## GIVEN ENTRIES
___

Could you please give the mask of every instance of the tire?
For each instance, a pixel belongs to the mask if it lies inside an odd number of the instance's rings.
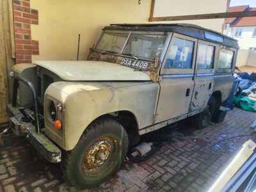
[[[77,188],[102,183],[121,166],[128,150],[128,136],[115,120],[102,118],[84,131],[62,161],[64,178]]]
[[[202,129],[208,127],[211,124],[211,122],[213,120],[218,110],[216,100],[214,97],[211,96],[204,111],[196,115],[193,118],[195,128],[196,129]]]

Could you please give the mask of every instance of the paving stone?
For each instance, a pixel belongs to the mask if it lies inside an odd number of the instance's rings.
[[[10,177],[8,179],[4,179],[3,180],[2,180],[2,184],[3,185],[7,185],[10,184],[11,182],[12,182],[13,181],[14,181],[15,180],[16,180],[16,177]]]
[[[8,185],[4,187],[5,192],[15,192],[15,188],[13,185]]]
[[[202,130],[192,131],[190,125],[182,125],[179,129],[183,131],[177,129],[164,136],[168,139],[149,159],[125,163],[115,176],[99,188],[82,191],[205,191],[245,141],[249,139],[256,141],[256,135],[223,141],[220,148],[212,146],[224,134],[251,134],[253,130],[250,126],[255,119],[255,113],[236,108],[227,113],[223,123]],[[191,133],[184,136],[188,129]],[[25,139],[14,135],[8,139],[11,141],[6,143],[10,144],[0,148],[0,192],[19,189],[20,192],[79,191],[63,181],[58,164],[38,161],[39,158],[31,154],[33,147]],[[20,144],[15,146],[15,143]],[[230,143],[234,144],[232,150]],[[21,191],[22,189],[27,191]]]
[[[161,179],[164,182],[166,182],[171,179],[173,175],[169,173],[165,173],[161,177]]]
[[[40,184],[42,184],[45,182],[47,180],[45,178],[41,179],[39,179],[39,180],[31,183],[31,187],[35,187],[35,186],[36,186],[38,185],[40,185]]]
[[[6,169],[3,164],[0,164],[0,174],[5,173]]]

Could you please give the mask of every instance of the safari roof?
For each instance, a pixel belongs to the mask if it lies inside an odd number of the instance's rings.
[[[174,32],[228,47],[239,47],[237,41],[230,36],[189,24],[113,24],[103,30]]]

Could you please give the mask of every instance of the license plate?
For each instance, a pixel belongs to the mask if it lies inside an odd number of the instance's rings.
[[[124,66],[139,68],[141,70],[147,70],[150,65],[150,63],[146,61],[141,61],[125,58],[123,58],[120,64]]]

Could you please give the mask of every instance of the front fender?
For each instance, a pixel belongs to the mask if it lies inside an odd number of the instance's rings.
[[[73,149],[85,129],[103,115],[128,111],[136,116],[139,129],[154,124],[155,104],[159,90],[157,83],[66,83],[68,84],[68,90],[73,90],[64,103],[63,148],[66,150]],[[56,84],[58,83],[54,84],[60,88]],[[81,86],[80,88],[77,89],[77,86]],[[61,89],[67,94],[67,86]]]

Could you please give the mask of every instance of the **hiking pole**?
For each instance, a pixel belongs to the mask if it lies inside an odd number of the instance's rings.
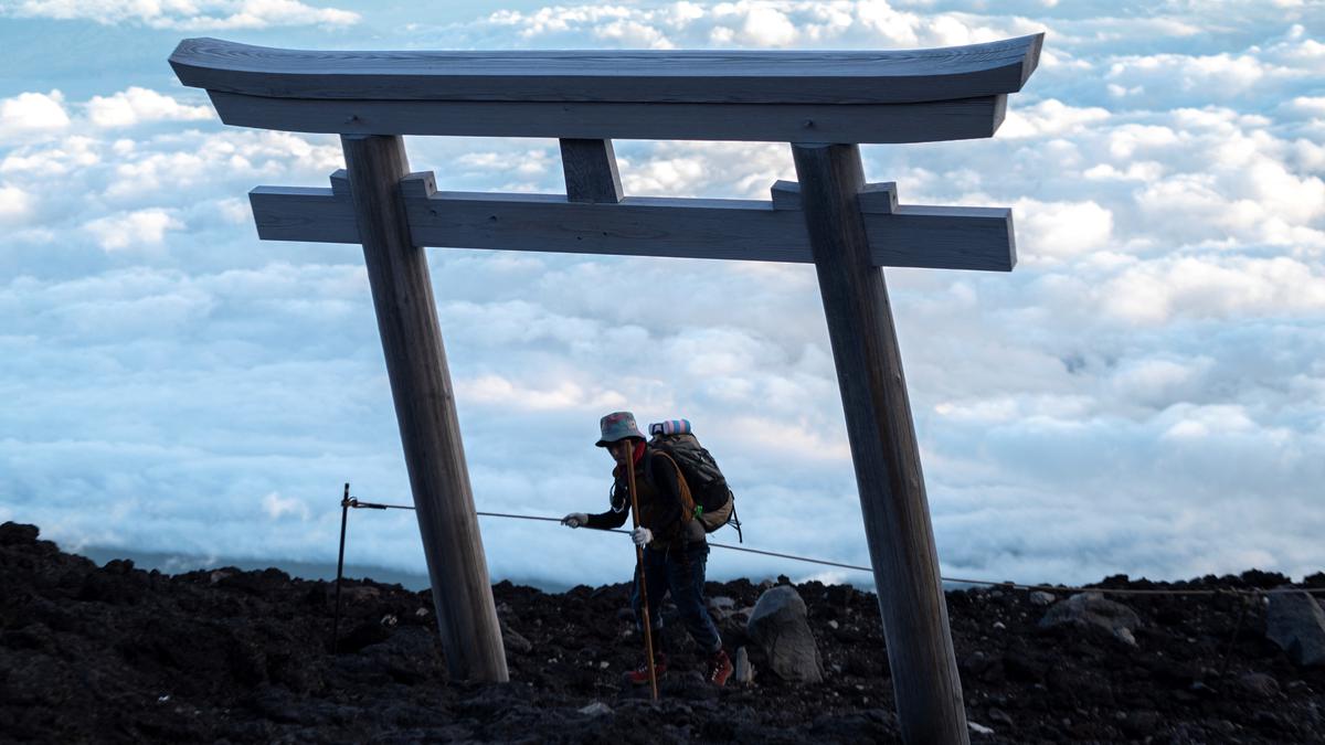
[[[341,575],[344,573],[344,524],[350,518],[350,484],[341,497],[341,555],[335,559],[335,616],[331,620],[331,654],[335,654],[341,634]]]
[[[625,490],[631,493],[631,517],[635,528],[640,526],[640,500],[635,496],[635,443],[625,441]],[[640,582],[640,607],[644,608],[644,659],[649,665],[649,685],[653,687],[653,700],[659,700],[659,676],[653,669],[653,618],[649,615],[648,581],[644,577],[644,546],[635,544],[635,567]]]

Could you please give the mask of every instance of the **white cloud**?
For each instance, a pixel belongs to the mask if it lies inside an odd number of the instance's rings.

___

## TO DO
Identify each line in the records above that contains the word "Could" and copy those lines in full. Case counts.

## FINISHED TASK
Could you please give the mask of every instance of the tire?
Could you please give the mask of every instance of the paving stone?
Could you please give the mask of every instance of the safari roof?
Could you please give the mask of every instance of the license plate?
Could you please give the mask of every instance of the front fender?
Could you please give the mask of every instance of the **hiking pole**?
Could you please give the mask of every instance of the **white cloud**?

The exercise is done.